* BEGIN Available records *

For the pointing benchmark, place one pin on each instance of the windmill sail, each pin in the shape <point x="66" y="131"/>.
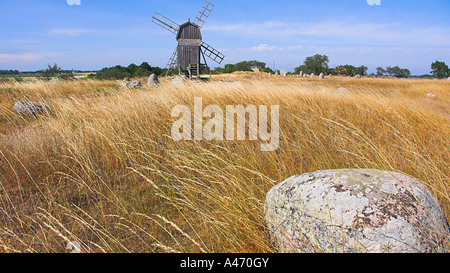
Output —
<point x="165" y="23"/>
<point x="172" y="64"/>
<point x="204" y="14"/>
<point x="212" y="53"/>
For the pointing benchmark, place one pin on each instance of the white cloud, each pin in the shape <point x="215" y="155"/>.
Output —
<point x="27" y="58"/>
<point x="356" y="33"/>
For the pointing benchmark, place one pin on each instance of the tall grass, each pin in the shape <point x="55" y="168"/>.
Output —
<point x="103" y="170"/>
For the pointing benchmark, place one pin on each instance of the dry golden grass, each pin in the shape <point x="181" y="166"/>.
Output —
<point x="102" y="169"/>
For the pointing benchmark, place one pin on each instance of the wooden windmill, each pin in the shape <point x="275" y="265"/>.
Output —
<point x="188" y="55"/>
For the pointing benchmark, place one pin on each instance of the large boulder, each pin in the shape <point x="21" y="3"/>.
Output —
<point x="30" y="108"/>
<point x="153" y="80"/>
<point x="355" y="211"/>
<point x="132" y="84"/>
<point x="343" y="91"/>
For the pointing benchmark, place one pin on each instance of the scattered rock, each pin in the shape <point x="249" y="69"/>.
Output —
<point x="133" y="84"/>
<point x="355" y="211"/>
<point x="178" y="80"/>
<point x="342" y="90"/>
<point x="153" y="80"/>
<point x="30" y="108"/>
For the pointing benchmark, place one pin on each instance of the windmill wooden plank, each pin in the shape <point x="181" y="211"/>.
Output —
<point x="190" y="49"/>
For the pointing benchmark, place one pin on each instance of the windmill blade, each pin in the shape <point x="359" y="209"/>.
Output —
<point x="211" y="53"/>
<point x="204" y="14"/>
<point x="173" y="62"/>
<point x="165" y="23"/>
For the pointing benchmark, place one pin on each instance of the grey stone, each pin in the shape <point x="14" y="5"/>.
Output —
<point x="153" y="80"/>
<point x="133" y="84"/>
<point x="355" y="211"/>
<point x="30" y="108"/>
<point x="178" y="80"/>
<point x="342" y="90"/>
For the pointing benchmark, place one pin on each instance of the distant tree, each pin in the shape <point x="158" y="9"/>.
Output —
<point x="145" y="66"/>
<point x="242" y="66"/>
<point x="345" y="70"/>
<point x="258" y="64"/>
<point x="380" y="71"/>
<point x="362" y="70"/>
<point x="50" y="71"/>
<point x="398" y="72"/>
<point x="314" y="64"/>
<point x="440" y="70"/>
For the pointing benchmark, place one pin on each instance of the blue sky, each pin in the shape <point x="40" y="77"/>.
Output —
<point x="101" y="33"/>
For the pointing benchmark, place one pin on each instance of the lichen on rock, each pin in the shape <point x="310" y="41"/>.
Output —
<point x="355" y="211"/>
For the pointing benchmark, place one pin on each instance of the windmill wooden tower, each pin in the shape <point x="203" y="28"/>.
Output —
<point x="188" y="55"/>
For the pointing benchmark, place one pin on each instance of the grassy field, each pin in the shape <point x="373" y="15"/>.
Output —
<point x="103" y="170"/>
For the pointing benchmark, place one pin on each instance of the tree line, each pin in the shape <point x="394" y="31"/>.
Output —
<point x="319" y="64"/>
<point x="314" y="64"/>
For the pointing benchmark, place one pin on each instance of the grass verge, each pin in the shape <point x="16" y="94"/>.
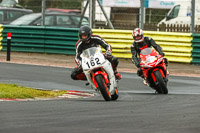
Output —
<point x="14" y="91"/>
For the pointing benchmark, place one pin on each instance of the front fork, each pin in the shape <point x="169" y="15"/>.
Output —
<point x="153" y="76"/>
<point x="105" y="76"/>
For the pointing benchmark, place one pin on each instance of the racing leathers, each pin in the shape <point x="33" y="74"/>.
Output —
<point x="94" y="41"/>
<point x="137" y="47"/>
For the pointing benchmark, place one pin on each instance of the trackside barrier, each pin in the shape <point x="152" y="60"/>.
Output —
<point x="176" y="46"/>
<point x="41" y="39"/>
<point x="196" y="49"/>
<point x="1" y="36"/>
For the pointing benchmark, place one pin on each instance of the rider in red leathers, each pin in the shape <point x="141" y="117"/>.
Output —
<point x="87" y="40"/>
<point x="141" y="42"/>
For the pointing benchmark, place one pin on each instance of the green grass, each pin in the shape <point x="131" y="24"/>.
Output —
<point x="14" y="91"/>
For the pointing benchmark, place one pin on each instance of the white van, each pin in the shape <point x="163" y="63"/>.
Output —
<point x="180" y="13"/>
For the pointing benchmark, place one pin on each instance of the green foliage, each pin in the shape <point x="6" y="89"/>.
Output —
<point x="15" y="91"/>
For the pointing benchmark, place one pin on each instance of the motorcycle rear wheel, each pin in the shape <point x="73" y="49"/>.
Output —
<point x="162" y="87"/>
<point x="103" y="87"/>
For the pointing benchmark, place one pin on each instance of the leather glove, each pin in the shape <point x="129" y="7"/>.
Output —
<point x="138" y="65"/>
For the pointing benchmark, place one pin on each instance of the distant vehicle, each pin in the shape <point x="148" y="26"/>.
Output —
<point x="7" y="14"/>
<point x="181" y="13"/>
<point x="51" y="19"/>
<point x="73" y="11"/>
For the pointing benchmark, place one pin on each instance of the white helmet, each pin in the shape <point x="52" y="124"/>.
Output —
<point x="138" y="35"/>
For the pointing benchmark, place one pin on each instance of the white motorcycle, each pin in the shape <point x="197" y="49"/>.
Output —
<point x="99" y="73"/>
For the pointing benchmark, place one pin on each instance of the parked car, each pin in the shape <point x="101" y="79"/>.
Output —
<point x="51" y="19"/>
<point x="7" y="15"/>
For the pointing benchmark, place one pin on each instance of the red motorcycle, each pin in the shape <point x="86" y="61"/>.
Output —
<point x="154" y="70"/>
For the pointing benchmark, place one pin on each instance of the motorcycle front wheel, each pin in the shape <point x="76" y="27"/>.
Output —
<point x="162" y="87"/>
<point x="103" y="87"/>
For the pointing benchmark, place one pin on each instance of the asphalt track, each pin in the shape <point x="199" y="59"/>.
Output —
<point x="138" y="109"/>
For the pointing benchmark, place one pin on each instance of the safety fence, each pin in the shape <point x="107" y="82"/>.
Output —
<point x="41" y="39"/>
<point x="178" y="47"/>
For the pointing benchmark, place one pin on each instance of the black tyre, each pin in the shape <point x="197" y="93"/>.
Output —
<point x="115" y="95"/>
<point x="103" y="87"/>
<point x="162" y="87"/>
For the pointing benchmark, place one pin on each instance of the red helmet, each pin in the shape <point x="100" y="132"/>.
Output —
<point x="138" y="35"/>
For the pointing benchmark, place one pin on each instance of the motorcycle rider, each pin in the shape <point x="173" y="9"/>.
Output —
<point x="88" y="40"/>
<point x="141" y="42"/>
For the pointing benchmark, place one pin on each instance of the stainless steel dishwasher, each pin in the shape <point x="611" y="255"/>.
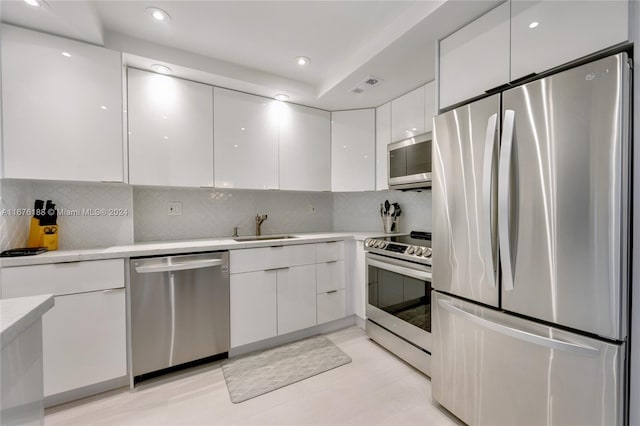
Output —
<point x="179" y="310"/>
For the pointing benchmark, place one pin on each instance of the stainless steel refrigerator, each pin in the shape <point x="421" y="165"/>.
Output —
<point x="531" y="246"/>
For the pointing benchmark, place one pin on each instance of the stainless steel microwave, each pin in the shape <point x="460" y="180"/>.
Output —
<point x="409" y="163"/>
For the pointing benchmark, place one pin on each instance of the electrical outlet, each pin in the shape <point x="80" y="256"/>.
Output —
<point x="175" y="209"/>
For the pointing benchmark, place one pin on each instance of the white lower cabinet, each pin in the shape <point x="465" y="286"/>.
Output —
<point x="84" y="334"/>
<point x="84" y="340"/>
<point x="296" y="298"/>
<point x="330" y="276"/>
<point x="331" y="306"/>
<point x="278" y="290"/>
<point x="253" y="306"/>
<point x="330" y="282"/>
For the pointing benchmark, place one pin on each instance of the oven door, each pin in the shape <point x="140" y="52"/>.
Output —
<point x="399" y="298"/>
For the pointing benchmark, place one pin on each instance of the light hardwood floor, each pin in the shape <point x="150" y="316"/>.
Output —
<point x="376" y="388"/>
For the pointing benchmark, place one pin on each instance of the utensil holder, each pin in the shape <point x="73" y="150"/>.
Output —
<point x="389" y="224"/>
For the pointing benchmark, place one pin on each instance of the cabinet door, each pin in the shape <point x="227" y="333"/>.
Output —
<point x="383" y="138"/>
<point x="547" y="33"/>
<point x="331" y="306"/>
<point x="330" y="276"/>
<point x="253" y="307"/>
<point x="296" y="298"/>
<point x="170" y="131"/>
<point x="305" y="148"/>
<point x="84" y="340"/>
<point x="61" y="107"/>
<point x="353" y="150"/>
<point x="430" y="109"/>
<point x="475" y="58"/>
<point x="245" y="140"/>
<point x="407" y="115"/>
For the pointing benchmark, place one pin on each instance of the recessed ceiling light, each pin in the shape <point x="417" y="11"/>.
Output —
<point x="162" y="69"/>
<point x="158" y="14"/>
<point x="35" y="3"/>
<point x="302" y="60"/>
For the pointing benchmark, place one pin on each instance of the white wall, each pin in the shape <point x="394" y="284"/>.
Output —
<point x="634" y="408"/>
<point x="360" y="211"/>
<point x="75" y="232"/>
<point x="214" y="212"/>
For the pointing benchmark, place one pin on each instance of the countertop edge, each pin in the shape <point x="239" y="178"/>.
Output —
<point x="18" y="314"/>
<point x="176" y="247"/>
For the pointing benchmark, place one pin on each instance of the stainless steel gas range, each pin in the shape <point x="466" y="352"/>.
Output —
<point x="399" y="296"/>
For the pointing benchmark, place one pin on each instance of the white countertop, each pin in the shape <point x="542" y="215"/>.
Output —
<point x="177" y="247"/>
<point x="17" y="314"/>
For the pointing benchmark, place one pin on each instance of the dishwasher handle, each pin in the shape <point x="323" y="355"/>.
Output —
<point x="146" y="269"/>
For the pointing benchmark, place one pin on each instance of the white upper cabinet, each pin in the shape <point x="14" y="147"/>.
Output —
<point x="407" y="115"/>
<point x="62" y="108"/>
<point x="245" y="140"/>
<point x="430" y="109"/>
<point x="305" y="148"/>
<point x="383" y="138"/>
<point x="170" y="131"/>
<point x="353" y="150"/>
<point x="476" y="57"/>
<point x="548" y="33"/>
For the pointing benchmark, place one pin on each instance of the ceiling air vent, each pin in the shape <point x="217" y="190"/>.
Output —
<point x="368" y="82"/>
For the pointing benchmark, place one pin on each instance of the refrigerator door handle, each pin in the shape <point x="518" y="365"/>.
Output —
<point x="487" y="184"/>
<point x="506" y="145"/>
<point x="573" y="348"/>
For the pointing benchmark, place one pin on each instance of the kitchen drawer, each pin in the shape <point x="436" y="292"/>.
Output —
<point x="330" y="276"/>
<point x="331" y="306"/>
<point x="62" y="278"/>
<point x="329" y="251"/>
<point x="260" y="259"/>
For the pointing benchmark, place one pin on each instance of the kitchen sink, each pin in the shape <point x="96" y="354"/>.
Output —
<point x="264" y="238"/>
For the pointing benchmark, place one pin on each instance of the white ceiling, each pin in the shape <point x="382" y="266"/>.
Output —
<point x="251" y="45"/>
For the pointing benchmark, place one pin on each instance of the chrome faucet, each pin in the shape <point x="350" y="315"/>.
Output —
<point x="259" y="220"/>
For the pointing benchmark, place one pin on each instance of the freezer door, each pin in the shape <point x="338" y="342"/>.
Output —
<point x="465" y="148"/>
<point x="490" y="368"/>
<point x="563" y="185"/>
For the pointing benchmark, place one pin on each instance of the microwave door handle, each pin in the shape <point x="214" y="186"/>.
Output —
<point x="506" y="146"/>
<point x="487" y="187"/>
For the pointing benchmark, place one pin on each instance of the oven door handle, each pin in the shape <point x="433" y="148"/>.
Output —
<point x="413" y="273"/>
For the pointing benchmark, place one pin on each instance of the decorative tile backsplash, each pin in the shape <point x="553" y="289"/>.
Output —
<point x="90" y="215"/>
<point x="214" y="212"/>
<point x="206" y="213"/>
<point x="360" y="211"/>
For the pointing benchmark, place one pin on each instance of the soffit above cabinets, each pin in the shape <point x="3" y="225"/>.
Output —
<point x="252" y="45"/>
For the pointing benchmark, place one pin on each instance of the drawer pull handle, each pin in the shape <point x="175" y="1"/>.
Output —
<point x="276" y="269"/>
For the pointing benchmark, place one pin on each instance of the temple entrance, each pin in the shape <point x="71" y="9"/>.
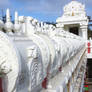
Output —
<point x="74" y="30"/>
<point x="1" y="89"/>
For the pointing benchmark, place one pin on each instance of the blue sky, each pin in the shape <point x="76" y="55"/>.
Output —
<point x="43" y="10"/>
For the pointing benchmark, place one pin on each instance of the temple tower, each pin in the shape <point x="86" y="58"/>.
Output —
<point x="74" y="19"/>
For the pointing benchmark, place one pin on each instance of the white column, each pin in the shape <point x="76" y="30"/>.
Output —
<point x="8" y="19"/>
<point x="84" y="30"/>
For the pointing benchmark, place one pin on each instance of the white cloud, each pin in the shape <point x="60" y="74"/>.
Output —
<point x="4" y="3"/>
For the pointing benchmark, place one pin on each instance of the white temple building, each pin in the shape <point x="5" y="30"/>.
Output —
<point x="74" y="19"/>
<point x="38" y="57"/>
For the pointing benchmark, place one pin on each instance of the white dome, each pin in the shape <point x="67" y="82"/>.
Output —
<point x="74" y="8"/>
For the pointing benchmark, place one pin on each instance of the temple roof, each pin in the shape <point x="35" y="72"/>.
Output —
<point x="74" y="10"/>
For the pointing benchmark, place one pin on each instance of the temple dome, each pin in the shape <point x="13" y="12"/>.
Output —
<point x="74" y="8"/>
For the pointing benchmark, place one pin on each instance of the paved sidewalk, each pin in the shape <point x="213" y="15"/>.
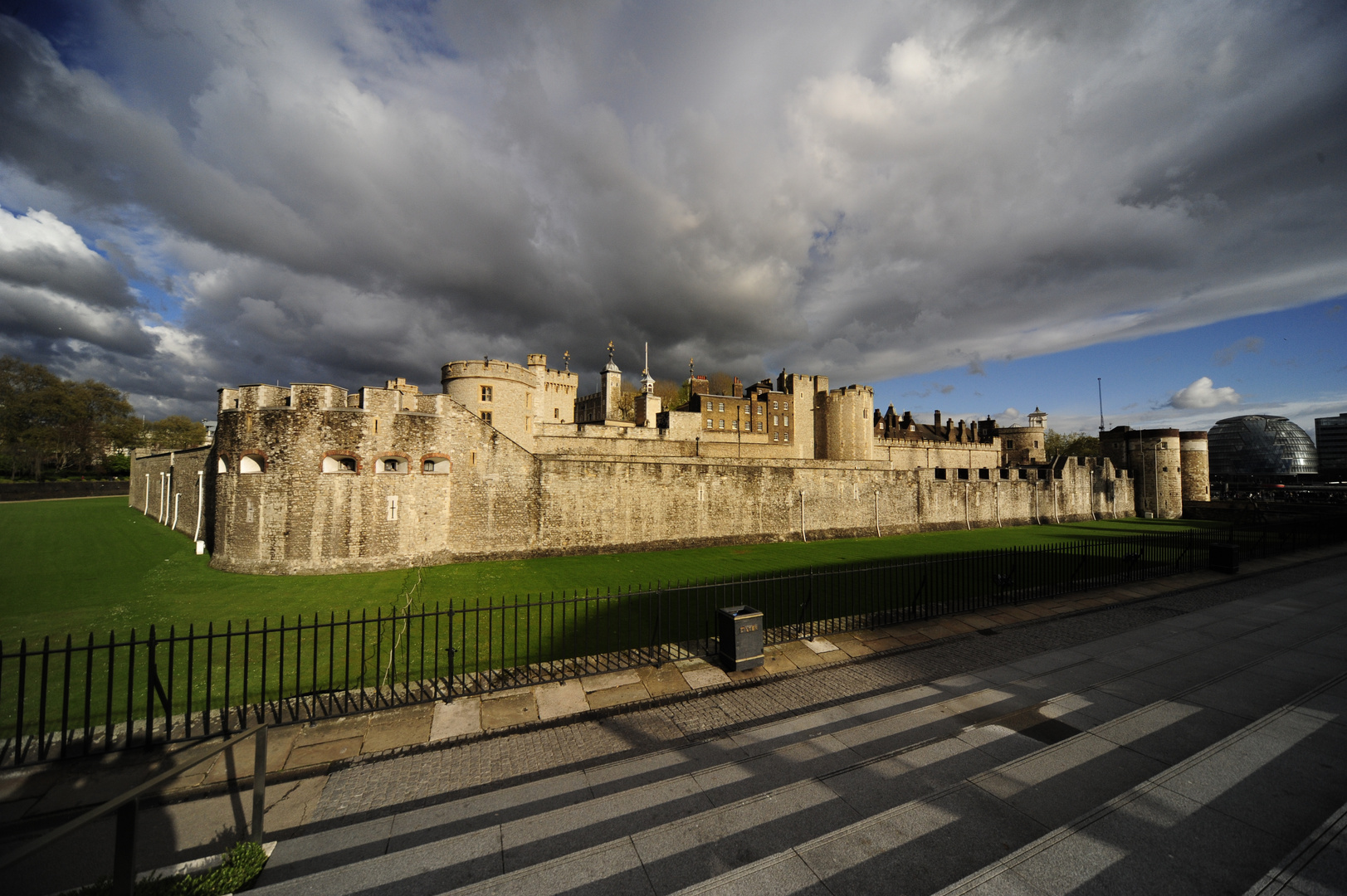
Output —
<point x="373" y="763"/>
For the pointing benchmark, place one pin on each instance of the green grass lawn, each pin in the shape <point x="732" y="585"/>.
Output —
<point x="93" y="563"/>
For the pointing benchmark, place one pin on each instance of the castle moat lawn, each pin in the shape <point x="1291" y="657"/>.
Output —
<point x="73" y="566"/>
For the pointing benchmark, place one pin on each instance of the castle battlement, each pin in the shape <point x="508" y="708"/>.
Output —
<point x="508" y="460"/>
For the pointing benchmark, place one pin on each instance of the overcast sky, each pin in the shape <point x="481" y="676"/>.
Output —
<point x="203" y="194"/>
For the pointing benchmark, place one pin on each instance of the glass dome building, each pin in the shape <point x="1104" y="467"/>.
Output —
<point x="1258" y="444"/>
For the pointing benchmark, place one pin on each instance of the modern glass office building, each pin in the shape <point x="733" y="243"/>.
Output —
<point x="1331" y="438"/>
<point x="1261" y="445"/>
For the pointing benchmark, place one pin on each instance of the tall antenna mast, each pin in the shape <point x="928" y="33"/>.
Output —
<point x="1100" y="379"/>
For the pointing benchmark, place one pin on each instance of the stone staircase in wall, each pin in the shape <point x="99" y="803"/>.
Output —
<point x="1199" y="755"/>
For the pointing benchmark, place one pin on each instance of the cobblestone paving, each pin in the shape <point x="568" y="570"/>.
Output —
<point x="372" y="788"/>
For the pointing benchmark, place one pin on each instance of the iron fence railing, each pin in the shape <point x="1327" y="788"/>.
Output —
<point x="100" y="694"/>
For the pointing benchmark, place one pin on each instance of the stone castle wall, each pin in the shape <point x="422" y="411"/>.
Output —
<point x="488" y="496"/>
<point x="1195" y="466"/>
<point x="168" y="485"/>
<point x="1154" y="462"/>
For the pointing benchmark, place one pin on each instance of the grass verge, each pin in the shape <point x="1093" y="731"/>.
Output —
<point x="96" y="565"/>
<point x="242" y="863"/>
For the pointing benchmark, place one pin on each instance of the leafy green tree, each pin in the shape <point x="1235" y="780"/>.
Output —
<point x="175" y="433"/>
<point x="46" y="421"/>
<point x="672" y="395"/>
<point x="1070" y="444"/>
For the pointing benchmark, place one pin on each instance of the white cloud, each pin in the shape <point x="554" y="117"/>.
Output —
<point x="361" y="189"/>
<point x="1202" y="394"/>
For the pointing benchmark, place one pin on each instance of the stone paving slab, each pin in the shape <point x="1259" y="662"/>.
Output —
<point x="1208" y="824"/>
<point x="1316" y="867"/>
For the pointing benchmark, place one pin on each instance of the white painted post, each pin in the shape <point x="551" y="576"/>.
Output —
<point x="201" y="499"/>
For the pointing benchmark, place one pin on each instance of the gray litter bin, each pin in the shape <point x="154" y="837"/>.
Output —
<point x="739" y="636"/>
<point x="1225" y="557"/>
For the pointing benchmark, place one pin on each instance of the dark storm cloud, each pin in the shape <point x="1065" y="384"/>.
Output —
<point x="360" y="192"/>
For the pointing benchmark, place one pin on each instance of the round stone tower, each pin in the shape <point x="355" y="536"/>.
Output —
<point x="1195" y="469"/>
<point x="499" y="392"/>
<point x="1157" y="458"/>
<point x="847" y="421"/>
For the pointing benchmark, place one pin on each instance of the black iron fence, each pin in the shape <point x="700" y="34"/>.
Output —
<point x="99" y="694"/>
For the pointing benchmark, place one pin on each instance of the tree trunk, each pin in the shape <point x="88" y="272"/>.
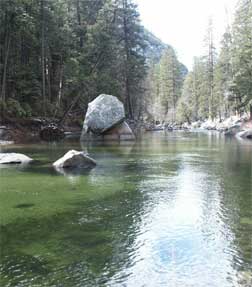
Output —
<point x="79" y="22"/>
<point x="43" y="55"/>
<point x="60" y="87"/>
<point x="7" y="47"/>
<point x="127" y="84"/>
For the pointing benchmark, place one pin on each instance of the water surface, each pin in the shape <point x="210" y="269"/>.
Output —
<point x="172" y="209"/>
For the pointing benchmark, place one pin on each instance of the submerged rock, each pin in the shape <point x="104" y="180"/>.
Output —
<point x="14" y="158"/>
<point x="246" y="134"/>
<point x="52" y="132"/>
<point x="103" y="113"/>
<point x="233" y="130"/>
<point x="75" y="159"/>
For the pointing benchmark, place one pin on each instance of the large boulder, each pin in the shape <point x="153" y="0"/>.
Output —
<point x="75" y="159"/>
<point x="14" y="158"/>
<point x="103" y="113"/>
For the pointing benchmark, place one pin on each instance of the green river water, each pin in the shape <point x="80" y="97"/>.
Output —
<point x="172" y="209"/>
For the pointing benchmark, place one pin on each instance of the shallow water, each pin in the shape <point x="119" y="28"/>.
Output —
<point x="173" y="209"/>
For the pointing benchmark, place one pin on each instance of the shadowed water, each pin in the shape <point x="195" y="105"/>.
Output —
<point x="173" y="209"/>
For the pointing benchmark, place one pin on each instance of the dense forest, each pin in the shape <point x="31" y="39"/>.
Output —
<point x="56" y="56"/>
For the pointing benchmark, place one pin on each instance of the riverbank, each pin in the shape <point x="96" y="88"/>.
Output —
<point x="28" y="130"/>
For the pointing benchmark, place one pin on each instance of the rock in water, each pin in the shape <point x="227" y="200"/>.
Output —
<point x="52" y="132"/>
<point x="247" y="134"/>
<point x="14" y="158"/>
<point x="74" y="159"/>
<point x="121" y="132"/>
<point x="103" y="113"/>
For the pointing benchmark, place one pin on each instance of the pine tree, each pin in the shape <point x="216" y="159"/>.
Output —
<point x="242" y="55"/>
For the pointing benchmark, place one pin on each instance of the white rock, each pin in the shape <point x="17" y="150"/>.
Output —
<point x="103" y="113"/>
<point x="74" y="159"/>
<point x="14" y="158"/>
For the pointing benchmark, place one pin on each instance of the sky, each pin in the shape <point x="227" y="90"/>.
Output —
<point x="183" y="23"/>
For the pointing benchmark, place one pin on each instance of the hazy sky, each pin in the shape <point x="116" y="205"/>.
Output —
<point x="183" y="23"/>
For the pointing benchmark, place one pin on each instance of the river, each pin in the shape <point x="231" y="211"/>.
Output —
<point x="172" y="209"/>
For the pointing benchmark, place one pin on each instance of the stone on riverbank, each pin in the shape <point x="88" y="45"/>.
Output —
<point x="103" y="113"/>
<point x="105" y="121"/>
<point x="14" y="158"/>
<point x="75" y="159"/>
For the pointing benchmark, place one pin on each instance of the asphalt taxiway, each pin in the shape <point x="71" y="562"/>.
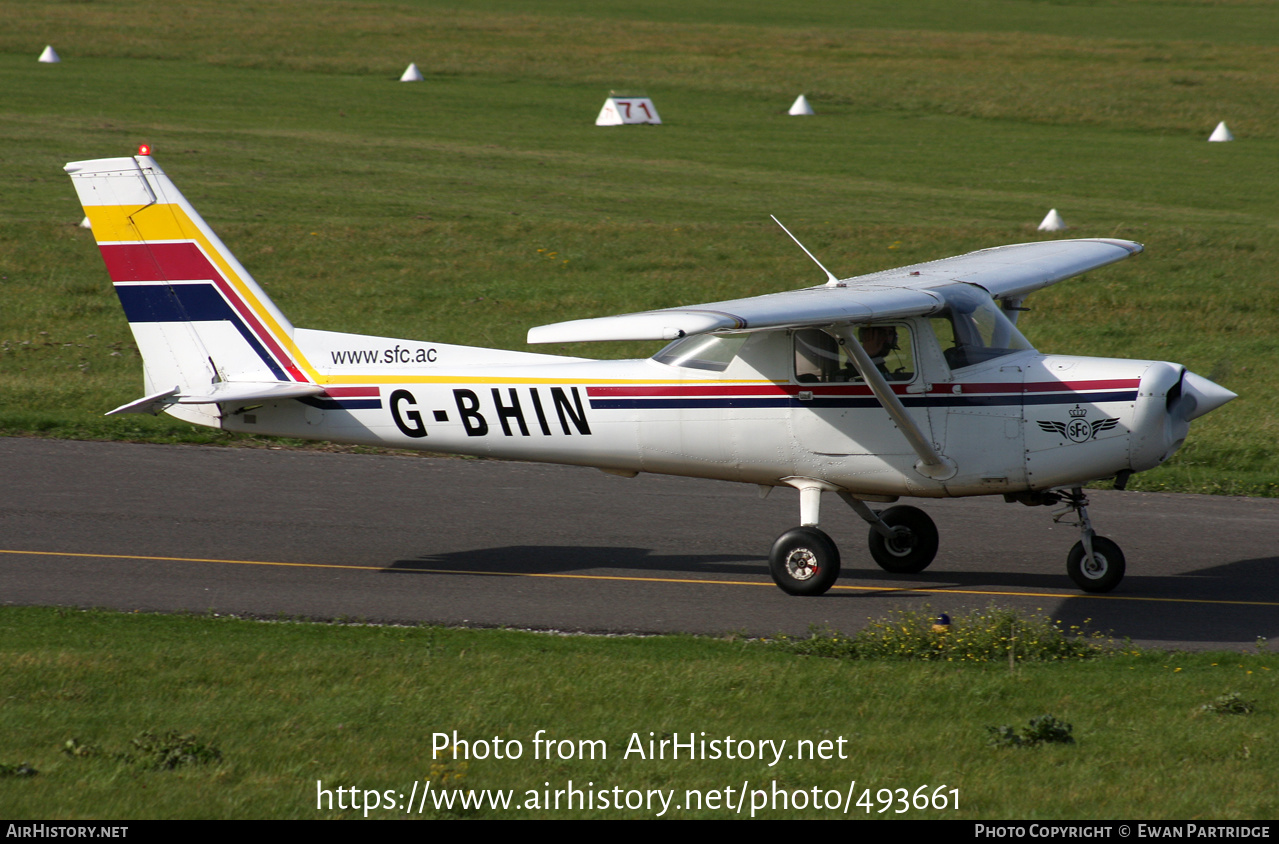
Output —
<point x="478" y="542"/>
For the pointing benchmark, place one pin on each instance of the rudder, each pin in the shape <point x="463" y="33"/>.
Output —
<point x="198" y="317"/>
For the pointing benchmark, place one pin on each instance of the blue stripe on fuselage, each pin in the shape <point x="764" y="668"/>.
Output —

* END Available records *

Starting with the line that contains "of the rock", reproduce every line down to the end of the listing above, both endpoints included. Pictures stay out.

● Response:
For the pointing benchmark, place one pin on each instance of the rock in water, each pin in the shape <point x="227" y="200"/>.
Output —
<point x="52" y="132"/>
<point x="247" y="134"/>
<point x="14" y="158"/>
<point x="74" y="159"/>
<point x="121" y="132"/>
<point x="103" y="113"/>
For the pointing benchmark, place one pin on each instance of the pine tree, each pin in the shape <point x="216" y="159"/>.
Output —
<point x="242" y="55"/>
For the pointing benchmark, place one pin on each instance of the white rock, each pin in the shape <point x="17" y="150"/>.
Output —
<point x="103" y="113"/>
<point x="74" y="159"/>
<point x="14" y="158"/>
For the pointing benchmark, place one pin on each instance of the sky, each pin in the shape <point x="227" y="90"/>.
Output —
<point x="183" y="23"/>
For the pointing benchmark, place one pin on each instance of the hazy sky, each pin in the shape <point x="116" y="205"/>.
Output —
<point x="183" y="23"/>
For the pointing benchmark, place one pin on each instance of the river, each pin in the shape <point x="231" y="211"/>.
Output —
<point x="172" y="209"/>
For the pointing benchmark, place one pin on each instance of the stone on riverbank, each pin in the shape <point x="88" y="45"/>.
Output —
<point x="103" y="113"/>
<point x="105" y="121"/>
<point x="14" y="158"/>
<point x="75" y="159"/>
For the pointing benchmark, place one pin on each instance of the asphalt taxiway, each pin in the shape <point x="71" y="562"/>.
Output —
<point x="478" y="542"/>
For the pointing benchmark, place one pin on each instance of the rudder, each pin in the shape <point x="463" y="33"/>.
Output —
<point x="198" y="317"/>
For the pointing benchmark, place one pin on each instance of the blue stripe on fuselage, each pin in the shape <point x="764" y="668"/>.
Output —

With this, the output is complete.